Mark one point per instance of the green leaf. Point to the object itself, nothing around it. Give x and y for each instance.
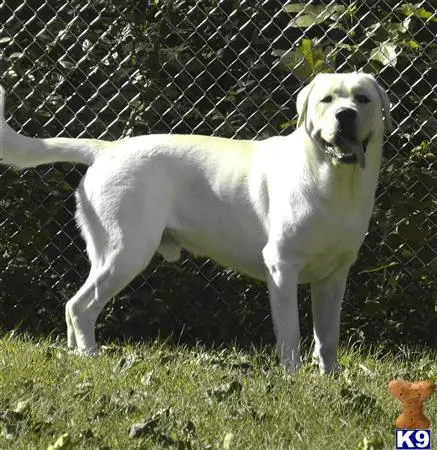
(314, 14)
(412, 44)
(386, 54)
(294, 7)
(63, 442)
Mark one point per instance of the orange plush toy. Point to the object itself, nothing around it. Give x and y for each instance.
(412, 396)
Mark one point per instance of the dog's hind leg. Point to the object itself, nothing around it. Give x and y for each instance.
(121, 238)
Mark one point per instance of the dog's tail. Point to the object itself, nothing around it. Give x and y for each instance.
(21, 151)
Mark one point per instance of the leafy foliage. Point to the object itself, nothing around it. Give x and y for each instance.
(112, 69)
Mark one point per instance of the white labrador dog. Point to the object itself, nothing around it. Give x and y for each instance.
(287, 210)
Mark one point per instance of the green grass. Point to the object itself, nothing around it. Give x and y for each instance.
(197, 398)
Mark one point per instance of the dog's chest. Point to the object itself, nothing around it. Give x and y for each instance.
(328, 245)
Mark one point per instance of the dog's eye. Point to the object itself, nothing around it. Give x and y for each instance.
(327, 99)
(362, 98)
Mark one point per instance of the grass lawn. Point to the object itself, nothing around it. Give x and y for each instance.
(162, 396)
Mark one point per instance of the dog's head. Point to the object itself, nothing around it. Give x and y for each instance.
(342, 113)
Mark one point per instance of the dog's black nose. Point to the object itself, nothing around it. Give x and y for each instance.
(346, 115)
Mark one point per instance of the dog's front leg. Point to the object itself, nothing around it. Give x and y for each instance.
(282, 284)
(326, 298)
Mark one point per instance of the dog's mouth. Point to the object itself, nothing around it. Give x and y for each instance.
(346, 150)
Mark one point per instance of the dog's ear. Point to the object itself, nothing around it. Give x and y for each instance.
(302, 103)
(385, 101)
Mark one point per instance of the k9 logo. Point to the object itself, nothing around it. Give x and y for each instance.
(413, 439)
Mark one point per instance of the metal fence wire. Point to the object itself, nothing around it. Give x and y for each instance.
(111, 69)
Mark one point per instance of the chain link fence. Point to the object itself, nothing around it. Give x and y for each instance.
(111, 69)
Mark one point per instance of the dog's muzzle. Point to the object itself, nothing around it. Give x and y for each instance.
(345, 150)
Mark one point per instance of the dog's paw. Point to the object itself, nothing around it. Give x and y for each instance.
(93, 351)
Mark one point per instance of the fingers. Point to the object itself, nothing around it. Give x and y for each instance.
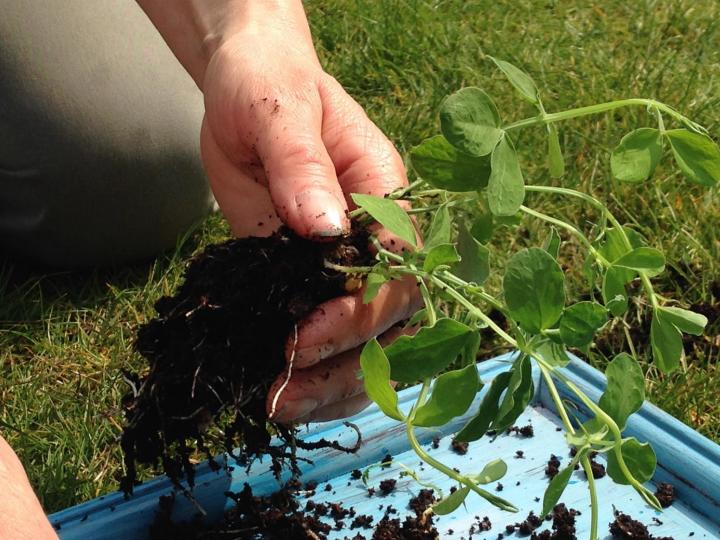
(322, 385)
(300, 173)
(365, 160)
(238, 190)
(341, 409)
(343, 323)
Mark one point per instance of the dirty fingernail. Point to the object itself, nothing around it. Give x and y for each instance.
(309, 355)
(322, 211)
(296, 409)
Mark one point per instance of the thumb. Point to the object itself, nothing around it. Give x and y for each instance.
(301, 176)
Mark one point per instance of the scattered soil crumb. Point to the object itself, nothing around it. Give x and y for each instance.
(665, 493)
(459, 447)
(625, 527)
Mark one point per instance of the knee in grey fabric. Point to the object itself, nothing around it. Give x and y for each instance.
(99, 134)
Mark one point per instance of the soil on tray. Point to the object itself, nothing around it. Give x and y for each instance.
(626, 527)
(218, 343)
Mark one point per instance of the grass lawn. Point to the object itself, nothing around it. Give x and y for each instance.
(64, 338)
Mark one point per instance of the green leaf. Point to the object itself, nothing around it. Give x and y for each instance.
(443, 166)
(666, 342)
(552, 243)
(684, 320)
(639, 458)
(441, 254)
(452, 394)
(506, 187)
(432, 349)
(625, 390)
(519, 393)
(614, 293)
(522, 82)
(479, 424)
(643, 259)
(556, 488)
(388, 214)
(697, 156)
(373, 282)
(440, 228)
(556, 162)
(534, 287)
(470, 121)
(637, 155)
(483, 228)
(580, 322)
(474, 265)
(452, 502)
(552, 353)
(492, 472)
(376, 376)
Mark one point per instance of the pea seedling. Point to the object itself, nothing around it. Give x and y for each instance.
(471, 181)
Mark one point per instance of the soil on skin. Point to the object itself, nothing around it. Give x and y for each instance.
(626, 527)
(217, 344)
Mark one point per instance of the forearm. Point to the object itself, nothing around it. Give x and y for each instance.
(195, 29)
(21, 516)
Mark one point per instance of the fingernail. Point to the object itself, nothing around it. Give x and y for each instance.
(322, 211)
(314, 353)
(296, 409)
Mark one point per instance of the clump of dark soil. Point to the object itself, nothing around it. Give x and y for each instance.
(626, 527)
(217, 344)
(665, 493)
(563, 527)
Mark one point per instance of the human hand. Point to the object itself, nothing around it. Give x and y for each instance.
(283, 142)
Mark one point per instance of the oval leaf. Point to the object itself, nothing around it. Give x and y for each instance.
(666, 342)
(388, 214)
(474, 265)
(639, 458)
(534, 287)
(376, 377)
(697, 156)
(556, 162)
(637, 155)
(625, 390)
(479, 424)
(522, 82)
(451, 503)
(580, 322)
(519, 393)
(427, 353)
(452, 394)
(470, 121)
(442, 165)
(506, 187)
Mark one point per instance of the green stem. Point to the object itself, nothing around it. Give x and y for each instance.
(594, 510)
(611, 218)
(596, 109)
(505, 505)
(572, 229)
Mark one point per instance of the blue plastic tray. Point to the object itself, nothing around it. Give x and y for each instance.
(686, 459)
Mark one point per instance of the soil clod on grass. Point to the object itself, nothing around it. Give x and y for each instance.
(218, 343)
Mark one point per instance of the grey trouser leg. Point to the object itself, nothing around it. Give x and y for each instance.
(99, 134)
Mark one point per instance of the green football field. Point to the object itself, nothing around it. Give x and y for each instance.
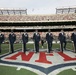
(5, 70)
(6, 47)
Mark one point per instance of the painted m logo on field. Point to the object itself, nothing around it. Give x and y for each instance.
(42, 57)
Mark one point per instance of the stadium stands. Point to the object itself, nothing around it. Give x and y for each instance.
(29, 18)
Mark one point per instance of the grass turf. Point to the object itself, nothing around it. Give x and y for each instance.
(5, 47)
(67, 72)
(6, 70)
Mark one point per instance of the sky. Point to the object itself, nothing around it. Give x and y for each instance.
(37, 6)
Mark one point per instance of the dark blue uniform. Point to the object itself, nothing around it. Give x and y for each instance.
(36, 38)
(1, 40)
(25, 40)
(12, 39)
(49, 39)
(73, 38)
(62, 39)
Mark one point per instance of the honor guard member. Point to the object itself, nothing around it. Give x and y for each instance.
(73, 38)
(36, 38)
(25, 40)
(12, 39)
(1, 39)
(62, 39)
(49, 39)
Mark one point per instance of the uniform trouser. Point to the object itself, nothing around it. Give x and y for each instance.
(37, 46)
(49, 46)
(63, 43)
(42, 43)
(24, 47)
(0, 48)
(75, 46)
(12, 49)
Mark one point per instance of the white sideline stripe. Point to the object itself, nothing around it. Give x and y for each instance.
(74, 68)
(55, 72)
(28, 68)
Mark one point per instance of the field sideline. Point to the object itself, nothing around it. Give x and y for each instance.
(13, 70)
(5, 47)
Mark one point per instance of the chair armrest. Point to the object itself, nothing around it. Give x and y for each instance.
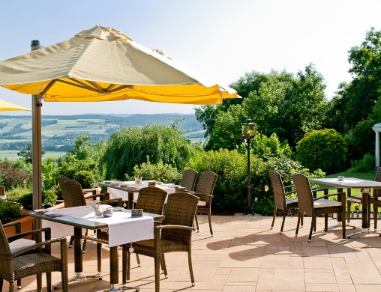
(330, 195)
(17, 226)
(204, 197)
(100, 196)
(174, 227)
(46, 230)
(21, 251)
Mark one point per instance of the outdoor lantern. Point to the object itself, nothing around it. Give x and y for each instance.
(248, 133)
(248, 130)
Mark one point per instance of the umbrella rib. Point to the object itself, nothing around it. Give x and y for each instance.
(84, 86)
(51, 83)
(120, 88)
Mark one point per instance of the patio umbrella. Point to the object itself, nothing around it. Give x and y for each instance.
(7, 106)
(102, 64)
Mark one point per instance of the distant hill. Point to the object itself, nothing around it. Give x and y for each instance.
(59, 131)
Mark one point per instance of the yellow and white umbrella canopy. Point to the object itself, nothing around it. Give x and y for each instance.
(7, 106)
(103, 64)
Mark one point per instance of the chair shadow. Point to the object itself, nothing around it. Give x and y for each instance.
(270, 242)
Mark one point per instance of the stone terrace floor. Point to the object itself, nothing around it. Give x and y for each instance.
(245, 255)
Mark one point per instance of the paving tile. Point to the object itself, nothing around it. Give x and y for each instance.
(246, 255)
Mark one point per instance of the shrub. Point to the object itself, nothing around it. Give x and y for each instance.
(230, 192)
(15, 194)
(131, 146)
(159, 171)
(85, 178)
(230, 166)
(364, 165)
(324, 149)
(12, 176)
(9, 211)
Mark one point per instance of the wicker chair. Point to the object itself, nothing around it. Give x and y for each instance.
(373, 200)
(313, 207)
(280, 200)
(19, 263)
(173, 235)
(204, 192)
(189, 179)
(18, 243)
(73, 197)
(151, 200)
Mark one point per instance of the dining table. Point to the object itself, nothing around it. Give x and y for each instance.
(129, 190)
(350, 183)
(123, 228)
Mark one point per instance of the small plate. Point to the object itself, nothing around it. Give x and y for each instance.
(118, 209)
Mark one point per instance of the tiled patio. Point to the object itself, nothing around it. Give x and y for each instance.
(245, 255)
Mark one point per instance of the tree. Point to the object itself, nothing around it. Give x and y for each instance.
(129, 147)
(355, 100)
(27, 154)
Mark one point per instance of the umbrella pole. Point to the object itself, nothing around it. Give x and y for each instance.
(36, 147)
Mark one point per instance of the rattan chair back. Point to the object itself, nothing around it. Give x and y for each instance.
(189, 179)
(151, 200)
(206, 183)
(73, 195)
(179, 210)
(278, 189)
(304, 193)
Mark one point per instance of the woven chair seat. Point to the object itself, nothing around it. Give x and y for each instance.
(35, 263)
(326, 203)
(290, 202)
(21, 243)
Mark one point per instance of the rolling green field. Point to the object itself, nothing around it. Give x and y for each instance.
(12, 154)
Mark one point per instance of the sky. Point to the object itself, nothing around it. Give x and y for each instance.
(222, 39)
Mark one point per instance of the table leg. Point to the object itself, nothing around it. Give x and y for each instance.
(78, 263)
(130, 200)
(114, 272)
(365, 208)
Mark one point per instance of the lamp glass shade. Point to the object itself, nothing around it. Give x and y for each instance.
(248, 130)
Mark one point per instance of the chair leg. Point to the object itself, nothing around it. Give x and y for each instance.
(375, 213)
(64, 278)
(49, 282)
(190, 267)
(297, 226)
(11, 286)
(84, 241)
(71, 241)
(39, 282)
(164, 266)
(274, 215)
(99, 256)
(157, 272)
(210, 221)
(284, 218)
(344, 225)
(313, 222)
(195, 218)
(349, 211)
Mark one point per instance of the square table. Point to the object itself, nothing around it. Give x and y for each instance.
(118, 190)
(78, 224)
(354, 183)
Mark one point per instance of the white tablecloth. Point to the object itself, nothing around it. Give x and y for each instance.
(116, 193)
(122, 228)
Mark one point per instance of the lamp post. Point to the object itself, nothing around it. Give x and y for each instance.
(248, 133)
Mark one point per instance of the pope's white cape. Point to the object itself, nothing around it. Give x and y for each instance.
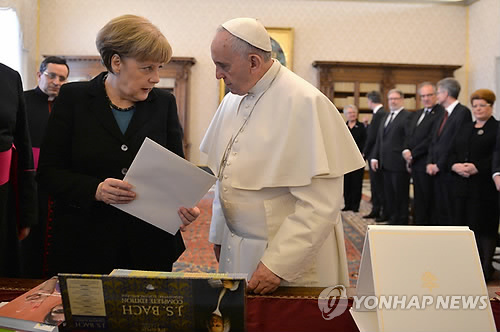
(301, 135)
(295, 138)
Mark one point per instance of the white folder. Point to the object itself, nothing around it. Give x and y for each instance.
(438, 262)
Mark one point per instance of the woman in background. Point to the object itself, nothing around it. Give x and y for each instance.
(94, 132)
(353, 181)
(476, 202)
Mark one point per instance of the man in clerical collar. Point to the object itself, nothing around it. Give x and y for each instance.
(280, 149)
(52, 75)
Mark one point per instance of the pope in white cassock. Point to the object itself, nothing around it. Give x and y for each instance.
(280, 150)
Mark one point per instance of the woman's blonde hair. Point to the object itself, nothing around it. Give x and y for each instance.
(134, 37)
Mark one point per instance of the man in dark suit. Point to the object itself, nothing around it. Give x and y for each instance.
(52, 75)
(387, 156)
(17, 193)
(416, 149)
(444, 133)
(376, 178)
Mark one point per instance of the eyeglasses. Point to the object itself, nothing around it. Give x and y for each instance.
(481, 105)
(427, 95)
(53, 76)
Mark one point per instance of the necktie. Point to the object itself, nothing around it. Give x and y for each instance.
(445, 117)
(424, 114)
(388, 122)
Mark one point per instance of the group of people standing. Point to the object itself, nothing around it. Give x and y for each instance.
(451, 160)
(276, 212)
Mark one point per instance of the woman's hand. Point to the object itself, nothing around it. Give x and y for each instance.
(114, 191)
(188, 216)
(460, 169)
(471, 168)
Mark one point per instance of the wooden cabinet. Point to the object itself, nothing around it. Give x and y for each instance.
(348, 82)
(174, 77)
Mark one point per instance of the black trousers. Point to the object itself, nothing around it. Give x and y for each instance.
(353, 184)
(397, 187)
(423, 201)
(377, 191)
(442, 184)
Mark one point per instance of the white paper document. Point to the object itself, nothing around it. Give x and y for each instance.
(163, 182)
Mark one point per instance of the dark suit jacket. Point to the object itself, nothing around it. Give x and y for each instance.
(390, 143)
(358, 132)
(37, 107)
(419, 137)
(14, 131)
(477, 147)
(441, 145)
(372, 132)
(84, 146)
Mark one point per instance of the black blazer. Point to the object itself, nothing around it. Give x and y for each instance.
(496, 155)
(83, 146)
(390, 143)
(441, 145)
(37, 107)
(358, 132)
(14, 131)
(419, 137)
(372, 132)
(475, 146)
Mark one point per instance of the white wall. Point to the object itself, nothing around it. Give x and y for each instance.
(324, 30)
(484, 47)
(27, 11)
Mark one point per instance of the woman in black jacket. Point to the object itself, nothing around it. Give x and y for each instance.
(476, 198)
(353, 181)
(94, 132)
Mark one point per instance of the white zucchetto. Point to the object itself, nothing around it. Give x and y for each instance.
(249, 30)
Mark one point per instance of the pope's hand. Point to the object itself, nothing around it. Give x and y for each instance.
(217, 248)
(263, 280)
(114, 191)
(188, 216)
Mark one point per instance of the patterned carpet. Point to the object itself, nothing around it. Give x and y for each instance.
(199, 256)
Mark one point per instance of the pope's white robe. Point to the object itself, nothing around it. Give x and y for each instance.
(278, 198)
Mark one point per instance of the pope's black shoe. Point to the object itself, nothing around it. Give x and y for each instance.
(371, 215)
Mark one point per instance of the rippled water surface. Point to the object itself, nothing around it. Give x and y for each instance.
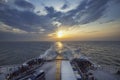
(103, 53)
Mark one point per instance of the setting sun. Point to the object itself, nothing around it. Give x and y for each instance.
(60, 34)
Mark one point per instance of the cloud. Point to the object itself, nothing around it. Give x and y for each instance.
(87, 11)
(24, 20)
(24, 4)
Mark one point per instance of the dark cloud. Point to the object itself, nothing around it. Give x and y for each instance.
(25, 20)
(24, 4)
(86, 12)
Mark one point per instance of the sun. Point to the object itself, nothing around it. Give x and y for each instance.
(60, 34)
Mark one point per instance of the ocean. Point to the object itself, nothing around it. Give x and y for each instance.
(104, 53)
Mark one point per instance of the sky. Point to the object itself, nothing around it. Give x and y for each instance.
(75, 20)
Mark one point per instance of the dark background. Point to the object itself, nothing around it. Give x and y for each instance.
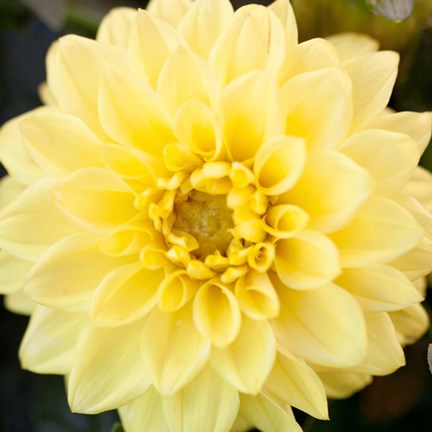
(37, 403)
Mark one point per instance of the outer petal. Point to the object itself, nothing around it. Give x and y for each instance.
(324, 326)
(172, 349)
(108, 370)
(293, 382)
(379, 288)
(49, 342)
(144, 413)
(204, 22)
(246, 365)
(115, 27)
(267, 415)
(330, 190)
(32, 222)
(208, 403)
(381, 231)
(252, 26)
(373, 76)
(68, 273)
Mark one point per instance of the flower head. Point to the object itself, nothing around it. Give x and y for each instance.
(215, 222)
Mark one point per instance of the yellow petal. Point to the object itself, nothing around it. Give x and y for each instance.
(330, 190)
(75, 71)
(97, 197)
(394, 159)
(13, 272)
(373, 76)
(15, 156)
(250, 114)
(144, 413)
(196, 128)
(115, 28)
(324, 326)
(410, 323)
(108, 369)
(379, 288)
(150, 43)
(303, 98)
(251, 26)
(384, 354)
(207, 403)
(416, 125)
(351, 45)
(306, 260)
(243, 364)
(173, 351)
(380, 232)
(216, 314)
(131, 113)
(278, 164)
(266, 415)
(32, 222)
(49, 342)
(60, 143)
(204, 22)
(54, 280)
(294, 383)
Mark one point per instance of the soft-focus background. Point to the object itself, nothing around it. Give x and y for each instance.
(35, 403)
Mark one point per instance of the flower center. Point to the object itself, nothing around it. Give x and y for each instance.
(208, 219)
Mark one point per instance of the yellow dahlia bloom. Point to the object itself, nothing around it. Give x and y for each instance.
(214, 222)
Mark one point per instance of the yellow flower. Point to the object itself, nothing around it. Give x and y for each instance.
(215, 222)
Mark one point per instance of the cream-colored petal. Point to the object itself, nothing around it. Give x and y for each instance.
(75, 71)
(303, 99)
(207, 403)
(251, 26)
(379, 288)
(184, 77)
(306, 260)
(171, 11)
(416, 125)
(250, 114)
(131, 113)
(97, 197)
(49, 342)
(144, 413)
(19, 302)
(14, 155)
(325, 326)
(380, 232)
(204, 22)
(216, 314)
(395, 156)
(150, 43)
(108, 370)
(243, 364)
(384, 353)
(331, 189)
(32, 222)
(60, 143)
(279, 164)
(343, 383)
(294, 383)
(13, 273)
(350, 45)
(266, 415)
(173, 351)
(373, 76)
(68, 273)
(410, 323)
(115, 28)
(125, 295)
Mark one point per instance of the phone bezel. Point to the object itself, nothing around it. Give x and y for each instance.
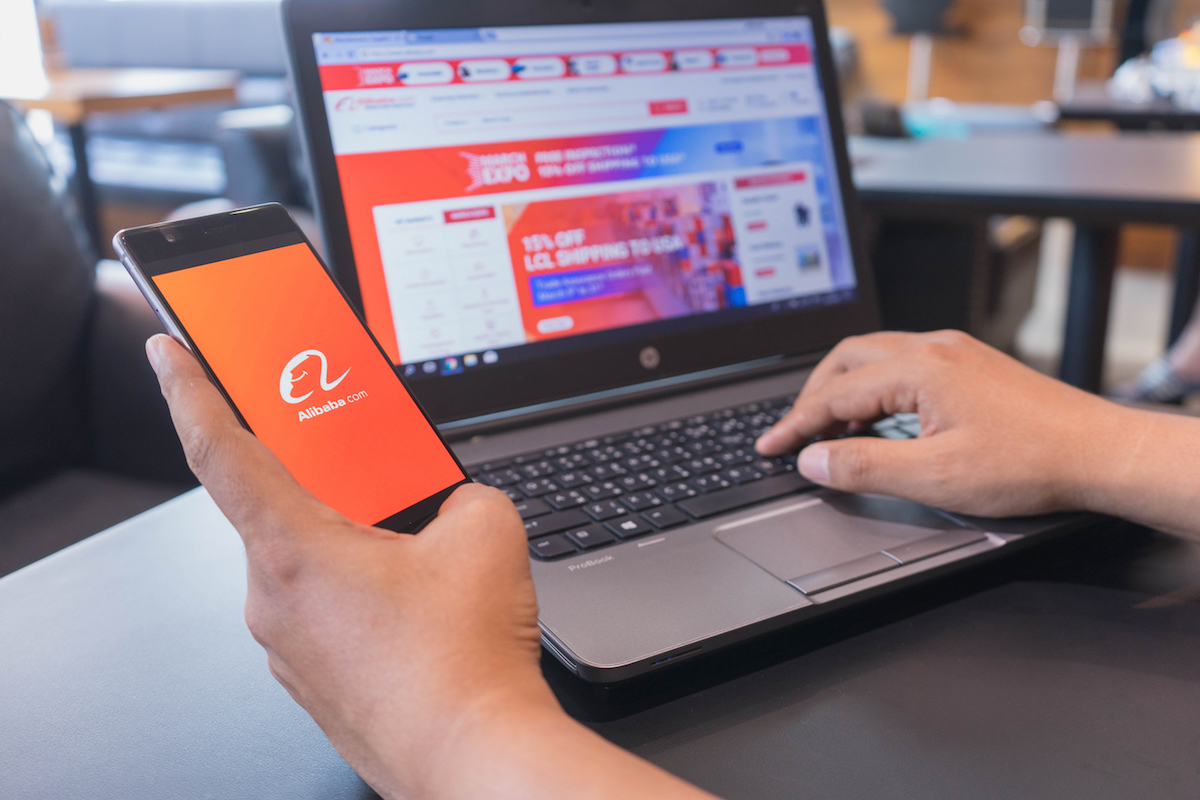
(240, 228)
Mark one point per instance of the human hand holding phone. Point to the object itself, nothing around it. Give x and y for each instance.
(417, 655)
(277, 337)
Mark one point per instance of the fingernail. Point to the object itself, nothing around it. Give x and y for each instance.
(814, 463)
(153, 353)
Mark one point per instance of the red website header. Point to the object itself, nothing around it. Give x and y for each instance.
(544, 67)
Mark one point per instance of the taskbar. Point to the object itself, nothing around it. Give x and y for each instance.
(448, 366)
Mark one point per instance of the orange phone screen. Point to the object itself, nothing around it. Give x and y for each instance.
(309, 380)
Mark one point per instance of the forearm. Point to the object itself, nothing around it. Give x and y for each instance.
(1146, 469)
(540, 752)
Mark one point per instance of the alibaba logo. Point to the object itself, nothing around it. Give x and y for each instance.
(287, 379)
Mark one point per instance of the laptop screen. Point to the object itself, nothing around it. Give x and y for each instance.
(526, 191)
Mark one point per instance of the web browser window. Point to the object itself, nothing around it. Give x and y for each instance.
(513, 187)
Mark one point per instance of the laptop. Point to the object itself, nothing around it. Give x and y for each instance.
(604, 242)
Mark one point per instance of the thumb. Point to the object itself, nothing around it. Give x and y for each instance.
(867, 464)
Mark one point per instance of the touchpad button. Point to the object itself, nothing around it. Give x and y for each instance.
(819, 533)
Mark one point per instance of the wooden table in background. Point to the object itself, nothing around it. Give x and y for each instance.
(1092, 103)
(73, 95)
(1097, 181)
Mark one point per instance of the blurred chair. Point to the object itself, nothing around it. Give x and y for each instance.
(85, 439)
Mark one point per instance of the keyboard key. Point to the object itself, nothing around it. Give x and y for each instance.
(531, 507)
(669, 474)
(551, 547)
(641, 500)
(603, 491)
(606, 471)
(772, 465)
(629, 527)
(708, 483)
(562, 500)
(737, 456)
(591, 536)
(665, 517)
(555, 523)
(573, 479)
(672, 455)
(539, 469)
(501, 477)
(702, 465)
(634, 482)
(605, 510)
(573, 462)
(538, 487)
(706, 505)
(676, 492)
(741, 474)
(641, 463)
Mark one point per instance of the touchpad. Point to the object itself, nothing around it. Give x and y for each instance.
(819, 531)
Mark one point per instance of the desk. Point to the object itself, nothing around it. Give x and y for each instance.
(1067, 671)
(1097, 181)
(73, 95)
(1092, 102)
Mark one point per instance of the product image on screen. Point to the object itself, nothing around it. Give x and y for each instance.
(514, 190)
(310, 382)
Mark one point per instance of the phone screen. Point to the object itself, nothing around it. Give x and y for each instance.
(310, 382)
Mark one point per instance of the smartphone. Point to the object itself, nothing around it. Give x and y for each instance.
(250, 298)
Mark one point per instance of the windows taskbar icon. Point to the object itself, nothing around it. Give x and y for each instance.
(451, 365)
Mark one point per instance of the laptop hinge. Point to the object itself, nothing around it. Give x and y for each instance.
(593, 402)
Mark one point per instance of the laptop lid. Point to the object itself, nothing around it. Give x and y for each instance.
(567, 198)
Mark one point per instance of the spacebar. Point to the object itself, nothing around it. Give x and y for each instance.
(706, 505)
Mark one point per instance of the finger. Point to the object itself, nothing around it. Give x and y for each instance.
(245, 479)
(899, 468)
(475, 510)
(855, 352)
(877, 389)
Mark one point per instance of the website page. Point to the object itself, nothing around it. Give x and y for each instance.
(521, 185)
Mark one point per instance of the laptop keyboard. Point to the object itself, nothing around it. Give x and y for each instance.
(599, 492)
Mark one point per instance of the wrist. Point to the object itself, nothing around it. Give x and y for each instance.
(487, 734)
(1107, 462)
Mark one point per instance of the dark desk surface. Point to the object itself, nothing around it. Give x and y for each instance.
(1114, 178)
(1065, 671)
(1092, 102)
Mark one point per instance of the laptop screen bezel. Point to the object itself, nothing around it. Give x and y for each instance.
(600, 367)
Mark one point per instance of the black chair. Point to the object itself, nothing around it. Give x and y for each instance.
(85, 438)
============================================================
TASK TO COMPLETE
Starting from the line that contains "Mark one point per instance of the black chair.", give again every line to the last line of the data, exactly. Include nothing else.

RESPONSE TO THE EXERCISE
Mark one point per instance of the black chair. Point to the object itself, nothing around it. Give x and y for each instance.
(85, 438)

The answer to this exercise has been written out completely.